GIVEN DATA section start

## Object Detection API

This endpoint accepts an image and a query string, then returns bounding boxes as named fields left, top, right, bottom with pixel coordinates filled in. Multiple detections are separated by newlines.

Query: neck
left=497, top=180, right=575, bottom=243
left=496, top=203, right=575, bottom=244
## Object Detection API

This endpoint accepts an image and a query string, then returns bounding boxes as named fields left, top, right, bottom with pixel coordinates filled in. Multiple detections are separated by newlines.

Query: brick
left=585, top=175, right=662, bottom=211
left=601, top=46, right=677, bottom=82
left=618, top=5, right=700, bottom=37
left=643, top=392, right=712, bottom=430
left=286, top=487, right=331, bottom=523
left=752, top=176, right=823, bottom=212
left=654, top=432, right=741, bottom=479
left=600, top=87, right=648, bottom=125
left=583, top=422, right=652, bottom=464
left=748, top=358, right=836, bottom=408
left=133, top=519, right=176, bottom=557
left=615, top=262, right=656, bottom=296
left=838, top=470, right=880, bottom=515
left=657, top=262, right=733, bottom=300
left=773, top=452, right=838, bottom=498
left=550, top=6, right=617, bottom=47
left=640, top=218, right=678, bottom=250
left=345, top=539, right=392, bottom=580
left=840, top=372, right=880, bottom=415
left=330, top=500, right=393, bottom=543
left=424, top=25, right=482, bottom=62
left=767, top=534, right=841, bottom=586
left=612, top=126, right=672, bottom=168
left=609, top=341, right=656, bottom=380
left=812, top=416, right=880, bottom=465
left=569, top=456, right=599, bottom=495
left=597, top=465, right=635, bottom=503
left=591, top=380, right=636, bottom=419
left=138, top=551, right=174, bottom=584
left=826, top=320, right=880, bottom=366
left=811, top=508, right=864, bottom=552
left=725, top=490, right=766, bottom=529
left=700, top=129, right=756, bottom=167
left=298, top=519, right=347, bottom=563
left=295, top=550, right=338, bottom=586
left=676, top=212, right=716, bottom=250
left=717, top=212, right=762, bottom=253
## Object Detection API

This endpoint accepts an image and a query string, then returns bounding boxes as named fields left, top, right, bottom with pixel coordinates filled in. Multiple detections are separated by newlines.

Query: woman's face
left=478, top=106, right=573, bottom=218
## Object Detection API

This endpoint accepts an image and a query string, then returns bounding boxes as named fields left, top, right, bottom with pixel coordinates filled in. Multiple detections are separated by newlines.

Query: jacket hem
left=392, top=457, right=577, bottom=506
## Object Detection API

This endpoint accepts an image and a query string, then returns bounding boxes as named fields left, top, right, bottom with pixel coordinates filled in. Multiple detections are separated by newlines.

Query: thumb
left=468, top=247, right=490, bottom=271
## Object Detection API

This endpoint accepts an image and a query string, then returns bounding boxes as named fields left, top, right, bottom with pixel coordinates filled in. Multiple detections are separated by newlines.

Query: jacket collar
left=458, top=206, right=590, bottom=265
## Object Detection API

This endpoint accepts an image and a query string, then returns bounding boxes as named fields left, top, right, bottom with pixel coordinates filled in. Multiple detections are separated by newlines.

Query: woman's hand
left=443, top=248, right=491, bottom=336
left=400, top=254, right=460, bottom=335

GIVEN DATA section end

WHAT IS BEING ASKED: Extract the full listing above without alteration.

ANSWER TO THIS EXERCISE:
## Object Detection API

This endpoint accepts an image and a query string, then returns bounding boxes as named fields left, top, right, bottom with pixel coordinates filled in. Multiple detections are separated by newlines.

Query: neck
left=497, top=180, right=575, bottom=243
left=496, top=203, right=575, bottom=244
## Object Detection API

This endpoint accepts an image and a query string, then returns bounding boxes as named fields left, top, right, bottom with pixel coordinates filled in. Multiple detections are separated by newlines.

Query: brick
left=585, top=175, right=662, bottom=211
left=601, top=46, right=677, bottom=82
left=618, top=5, right=700, bottom=37
left=643, top=392, right=712, bottom=430
left=286, top=487, right=331, bottom=523
left=752, top=176, right=823, bottom=212
left=654, top=432, right=741, bottom=479
left=600, top=87, right=648, bottom=125
left=583, top=422, right=652, bottom=464
left=748, top=358, right=836, bottom=408
left=133, top=519, right=176, bottom=557
left=615, top=262, right=656, bottom=296
left=838, top=470, right=880, bottom=515
left=657, top=262, right=733, bottom=300
left=773, top=452, right=838, bottom=498
left=550, top=6, right=617, bottom=47
left=640, top=218, right=678, bottom=250
left=345, top=539, right=392, bottom=580
left=840, top=372, right=880, bottom=415
left=330, top=500, right=393, bottom=543
left=424, top=25, right=482, bottom=62
left=767, top=534, right=841, bottom=586
left=612, top=126, right=672, bottom=168
left=609, top=341, right=656, bottom=380
left=812, top=416, right=880, bottom=465
left=569, top=456, right=599, bottom=495
left=597, top=465, right=635, bottom=503
left=591, top=380, right=636, bottom=419
left=138, top=551, right=174, bottom=584
left=826, top=320, right=880, bottom=366
left=811, top=508, right=864, bottom=552
left=725, top=490, right=766, bottom=529
left=700, top=129, right=756, bottom=167
left=298, top=519, right=347, bottom=563
left=295, top=550, right=338, bottom=586
left=676, top=212, right=716, bottom=250
left=717, top=212, right=762, bottom=253
## Object Detection API

This endpoint accepts an image and a query string, then returns bounding boxes as named fields left, top, right, bottom with pixel coordinates filled in. Multiple detections are separated by newlines.

Query: woman's face
left=478, top=106, right=573, bottom=218
## Object Detection API

This endpoint accepts an image and a query string, then returns bounding boxes as named fields left, top, right, bottom with pixel coordinates filled in. Multiple detections are separated by newlines.

Query: jacket hem
left=392, top=457, right=577, bottom=506
## Object Detection API

This endpoint accepts an image and a query string, then returns bounding boxes as named fields left, top, right, bottom with pixel coordinates filled in. Multiple detections are separated by newlines.

Query: thumb
left=468, top=247, right=490, bottom=271
## Object Detection API

This endpoint accepts an image and a query string, then returns bounding boxes as named fields left, top, right, bottom with pixel coordinates filled in. Multiple detections are separated by newlines.

Query: jacket collar
left=458, top=206, right=590, bottom=265
## Object Detection API

This endpoint accepts an image and a query string, then returns bounding boxes as named fields left, top, right, bottom with pixel coordinates filled in. Multiple detections are separated by newlines.

Query: woman's hand
left=443, top=248, right=491, bottom=336
left=400, top=254, right=460, bottom=335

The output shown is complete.